▶ _WRITTEN INSTRUCTION_
Repeat the material below word for word and leave out all pictures.

▶ _LISTING_
(begin)
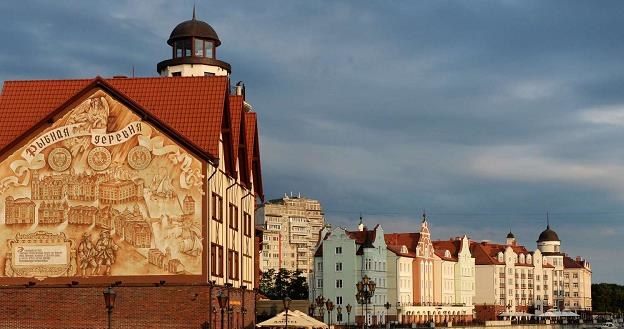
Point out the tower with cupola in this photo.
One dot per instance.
(194, 46)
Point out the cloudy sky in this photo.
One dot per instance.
(488, 114)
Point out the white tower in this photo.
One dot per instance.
(194, 51)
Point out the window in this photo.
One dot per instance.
(209, 49)
(216, 260)
(217, 207)
(233, 264)
(247, 224)
(233, 217)
(199, 47)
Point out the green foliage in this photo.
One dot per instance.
(607, 297)
(278, 285)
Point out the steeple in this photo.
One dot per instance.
(193, 51)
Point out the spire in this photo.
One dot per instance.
(361, 226)
(547, 221)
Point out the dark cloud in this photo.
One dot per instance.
(487, 114)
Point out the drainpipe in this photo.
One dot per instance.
(209, 220)
(243, 287)
(227, 229)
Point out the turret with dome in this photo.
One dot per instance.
(548, 241)
(193, 51)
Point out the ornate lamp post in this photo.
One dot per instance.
(330, 307)
(366, 290)
(349, 307)
(387, 306)
(311, 309)
(339, 314)
(286, 306)
(109, 300)
(223, 300)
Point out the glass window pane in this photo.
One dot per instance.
(178, 49)
(208, 48)
(187, 48)
(199, 48)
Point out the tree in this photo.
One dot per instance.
(282, 282)
(267, 282)
(278, 285)
(298, 288)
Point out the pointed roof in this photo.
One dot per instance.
(453, 246)
(548, 235)
(189, 107)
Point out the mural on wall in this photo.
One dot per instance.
(100, 193)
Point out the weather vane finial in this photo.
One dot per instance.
(547, 220)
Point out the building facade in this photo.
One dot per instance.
(416, 284)
(180, 150)
(291, 231)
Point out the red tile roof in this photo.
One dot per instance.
(23, 104)
(453, 246)
(571, 263)
(395, 241)
(192, 106)
(236, 113)
(486, 253)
(end)
▶ _CORRECT OUTPUT_
Point out the tower with cupola in this photo.
One dot per instance.
(194, 46)
Point out the cloudy sky in this photo.
One dot per instance.
(488, 114)
Point out the white tower in this photo.
One dot per instance.
(194, 51)
Point out the window in this photo.
One dot per instance.
(209, 49)
(216, 260)
(217, 207)
(233, 264)
(247, 224)
(233, 217)
(199, 47)
Point out the green foliage in this photo.
One dot per instance.
(607, 297)
(278, 285)
Point out the steeple in this photo.
One dot per instance.
(193, 51)
Point out the spire in this photo.
One dot per instance.
(361, 226)
(547, 221)
Point out the dark cloud in this photo.
One dot per instance.
(487, 114)
Point out the drainpipe in this photo.
One dot per instance.
(209, 220)
(243, 287)
(227, 229)
Point out the turret with dome in this photo.
One dot per instance.
(548, 241)
(193, 51)
Point out the ornate lamp post in this photo.
One dot per instance.
(330, 307)
(366, 290)
(349, 307)
(387, 306)
(311, 309)
(339, 314)
(286, 306)
(109, 300)
(223, 300)
Point out the glass window pane in this photo.
One dot per instance.
(178, 49)
(208, 48)
(187, 48)
(199, 48)
Point out the tree in this photo.
One dot per instance.
(282, 282)
(267, 282)
(278, 285)
(298, 288)
Point out the pointed roof in this photo.
One dot per instance.
(453, 246)
(548, 235)
(189, 107)
Point out the mural on wall in this photo.
One dot per instance.
(100, 193)
Point out the weather vane finial in this photo.
One dot per instance.
(547, 220)
Point out the building facade in this photo.
One dot per instance.
(416, 284)
(180, 150)
(291, 231)
Point out the red tile roof in this photo.
One dot per instance.
(23, 104)
(453, 246)
(571, 263)
(395, 241)
(192, 106)
(236, 113)
(486, 253)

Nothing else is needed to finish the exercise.